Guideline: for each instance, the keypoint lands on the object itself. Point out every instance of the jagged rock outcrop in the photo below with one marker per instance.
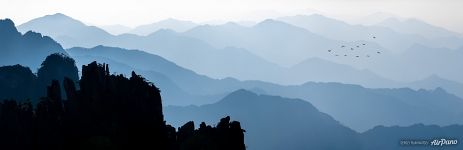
(106, 112)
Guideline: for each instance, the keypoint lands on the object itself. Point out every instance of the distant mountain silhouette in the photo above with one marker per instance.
(172, 24)
(206, 49)
(434, 81)
(273, 40)
(66, 30)
(20, 83)
(387, 138)
(401, 106)
(28, 49)
(106, 112)
(273, 122)
(116, 29)
(394, 40)
(419, 27)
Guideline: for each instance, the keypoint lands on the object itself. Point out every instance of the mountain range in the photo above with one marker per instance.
(342, 115)
(16, 47)
(273, 45)
(274, 122)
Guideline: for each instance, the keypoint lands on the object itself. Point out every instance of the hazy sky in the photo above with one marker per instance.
(445, 13)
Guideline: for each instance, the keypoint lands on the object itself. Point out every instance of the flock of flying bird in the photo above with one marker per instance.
(352, 49)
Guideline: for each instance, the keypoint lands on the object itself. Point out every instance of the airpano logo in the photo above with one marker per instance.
(444, 142)
(438, 142)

◆ **EXERCISE TASK**:
Transcribe the entries above verbatim, omitting their pictures.

◆ **EXERCISE RESULT**:
Guideline: for each instance, the keypoint lands on the object itself. Point out every instance of the jagged rock outcrop in the photo below with one marker per instance.
(106, 112)
Guideline: for each instance, the keypoint lands on the object itself. Point out every instance of the distant mountain silhouette in the photo above with one marker per instance.
(172, 24)
(206, 49)
(434, 81)
(273, 40)
(66, 30)
(20, 83)
(387, 138)
(401, 106)
(28, 49)
(106, 112)
(273, 122)
(116, 29)
(394, 40)
(419, 27)
Guideline: for each instance, the keypoint lands on the object itself. Point out every instance of the mountain range in the photo above with one marker per instance.
(342, 115)
(16, 47)
(273, 45)
(274, 122)
Guideline: for each instance, the keypoint lands on the object itself. Point out every instance of the hazy sky in the photo above with one marker per instance.
(445, 13)
Guideline: for each instance, the keypoint lands on the object itself. Point out every instance of the flock of flying bird in the photo above with one marker per instance.
(352, 49)
Guideline: for each instance, the keypoint lands on the object itself. Point out every instance of the airpano logo in the photo above with one marker per instance.
(444, 142)
(438, 142)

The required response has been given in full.